Pick out every line in the rows below that contains the string "hazy", and copy each one unchanged.

Saved data entries:
###

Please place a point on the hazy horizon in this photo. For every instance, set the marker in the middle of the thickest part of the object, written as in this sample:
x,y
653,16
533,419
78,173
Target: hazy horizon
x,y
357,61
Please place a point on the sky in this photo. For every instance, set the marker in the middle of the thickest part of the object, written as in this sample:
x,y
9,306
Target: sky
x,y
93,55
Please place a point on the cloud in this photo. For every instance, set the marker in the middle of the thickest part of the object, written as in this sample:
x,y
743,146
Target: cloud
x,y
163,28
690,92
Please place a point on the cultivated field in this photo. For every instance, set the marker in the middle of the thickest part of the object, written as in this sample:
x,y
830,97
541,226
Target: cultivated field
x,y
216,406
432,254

###

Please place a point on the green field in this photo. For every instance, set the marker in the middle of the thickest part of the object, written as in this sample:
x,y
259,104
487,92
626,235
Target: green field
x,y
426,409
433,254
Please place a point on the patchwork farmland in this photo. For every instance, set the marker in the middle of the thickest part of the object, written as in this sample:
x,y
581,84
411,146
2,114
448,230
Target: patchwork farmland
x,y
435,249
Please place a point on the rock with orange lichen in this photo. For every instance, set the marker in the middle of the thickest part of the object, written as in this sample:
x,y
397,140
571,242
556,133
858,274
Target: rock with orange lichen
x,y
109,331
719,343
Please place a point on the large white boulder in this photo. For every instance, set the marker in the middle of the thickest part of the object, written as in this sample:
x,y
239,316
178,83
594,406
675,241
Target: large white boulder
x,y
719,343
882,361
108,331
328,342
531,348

###

ANSWER:
Please place a point on the hazy horizon in this photo. For every instance, set the marker in the middle of the thickest part of the object, written as in this sample:
Target: hazy horizon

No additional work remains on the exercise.